→ **Quoted text**:
--------------------

First of all, I love how the interview questions concern the story from the inside, assuming that a “character” is as real as the rest of us—this is certainly how I view the people who emerge in this and other novels I’ve written. As I’ve described elsewhere, the basic story of a boy who is abused came from a friend of my wife. Coming from outside is new for me, but almost immediately—and other writers will probably say the same—I began to hear the people in the drama; hear and see them, as if watching them on a screen, and soon afterward to feel what they are feeling. In the case of Owen, I see his face as a little downturned, with a frown or a squint, maybe because of the sunlight, but not only because of it. He is thinking, considering something. He retained that image throughout the story. Not to sound too deep-dish about it, but I think writers lean in to look and listen when such images occur to them.
What do you think is Owen's most admirable quality?
Owen respects his parents, loves them, and deeply loves his sister and his grandmother. That love shows he comes from a very good place to begin with. Owen likes Sean a great deal, feels protective of him, probably, but hasn’t really needed to go outside his comfort zone in their relationship yet. They do a lot together, but Owen has his own things, too, and he’s protective of them, as well. What happens over the summer in this book presents Owen with an extraordinary situation. A dilemma that few boys his age, or any age, have to deal with. I think, after all the arguing with himself that he does, and wanting to dodge the problem, Owen finds in himself—because of his ability to love—the strength to act. That’s a value he’ll now always have.
Is there anything you wish Owen would have changed or done differently in his story?

--------------------

→ **Material**:
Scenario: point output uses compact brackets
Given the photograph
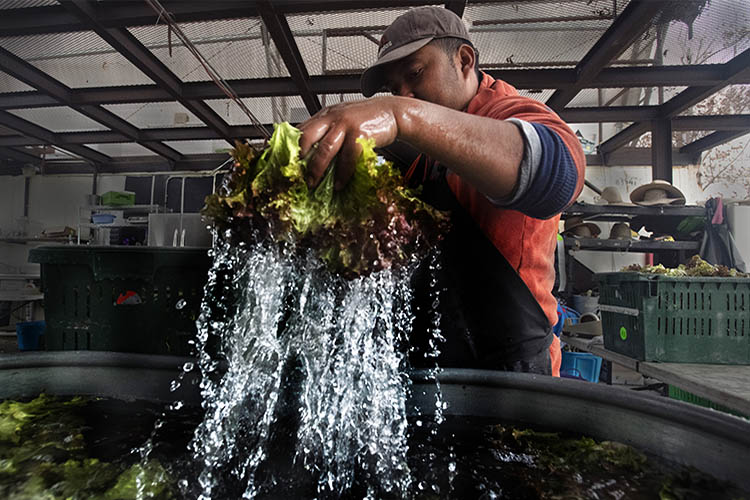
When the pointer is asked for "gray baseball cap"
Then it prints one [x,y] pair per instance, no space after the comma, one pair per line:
[409,33]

--------------------

→ **Exercise requirements**: Quote the interview about Owen word for word, beginning at "Owen respects his" and stopping after "in his story?".

→ **Task answer**:
Owen respects his parents, loves them, and deeply loves his sister and his grandmother. That love shows he comes from a very good place to begin with. Owen likes Sean a great deal, feels protective of him, probably, but hasn’t really needed to go outside his comfort zone in their relationship yet. They do a lot together, but Owen has his own things, too, and he’s protective of them, as well. What happens over the summer in this book presents Owen with an extraordinary situation. A dilemma that few boys his age, or any age, have to deal with. I think, after all the arguing with himself that he does, and wanting to dodge the problem, Owen finds in himself—because of his ability to love—the strength to act. That’s a value he’ll now always have.
Is there anything you wish Owen would have changed or done differently in his story?